- **Work instructions**
Copy every one of the rows below word for word, leaving out the pictures.

- **Given entries**
_ _ _ _ _ _ _

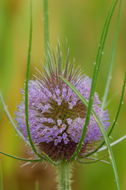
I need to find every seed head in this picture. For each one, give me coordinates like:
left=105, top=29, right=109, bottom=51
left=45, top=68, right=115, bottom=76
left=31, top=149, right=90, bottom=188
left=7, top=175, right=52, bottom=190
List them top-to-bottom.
left=16, top=49, right=109, bottom=160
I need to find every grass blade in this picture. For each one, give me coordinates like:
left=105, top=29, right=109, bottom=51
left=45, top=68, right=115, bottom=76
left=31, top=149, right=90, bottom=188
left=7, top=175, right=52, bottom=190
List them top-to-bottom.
left=43, top=0, right=49, bottom=60
left=71, top=0, right=118, bottom=160
left=102, top=0, right=122, bottom=109
left=25, top=1, right=56, bottom=165
left=25, top=2, right=40, bottom=157
left=85, top=74, right=126, bottom=157
left=60, top=77, right=120, bottom=190
left=0, top=162, right=4, bottom=190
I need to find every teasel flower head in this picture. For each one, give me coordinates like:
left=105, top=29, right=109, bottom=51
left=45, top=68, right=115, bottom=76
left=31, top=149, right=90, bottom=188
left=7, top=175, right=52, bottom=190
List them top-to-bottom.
left=16, top=50, right=109, bottom=160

_ _ _ _ _ _ _

- **Correct response**
I need to find every seed head in this picture. For each one, give me coordinates like:
left=105, top=29, right=109, bottom=51
left=45, top=68, right=115, bottom=76
left=31, top=149, right=90, bottom=188
left=7, top=175, right=52, bottom=190
List them top-to-bottom.
left=16, top=49, right=109, bottom=160
I need to find every grass blade in this picture. For each one, give me coordinates like:
left=105, top=29, right=109, bottom=51
left=45, top=68, right=115, bottom=76
left=31, top=149, right=90, bottom=188
left=7, top=175, right=52, bottom=190
List them top-to-bottom.
left=43, top=0, right=49, bottom=60
left=71, top=0, right=118, bottom=160
left=102, top=0, right=122, bottom=109
left=25, top=1, right=56, bottom=165
left=25, top=2, right=40, bottom=157
left=85, top=74, right=126, bottom=157
left=60, top=77, right=120, bottom=190
left=0, top=162, right=4, bottom=190
I need to find every teasel flower head in this picture. For each one, give me coordinates like:
left=105, top=29, right=109, bottom=51
left=45, top=68, right=115, bottom=76
left=31, top=149, right=90, bottom=188
left=7, top=175, right=52, bottom=190
List them top-to-bottom.
left=16, top=50, right=109, bottom=160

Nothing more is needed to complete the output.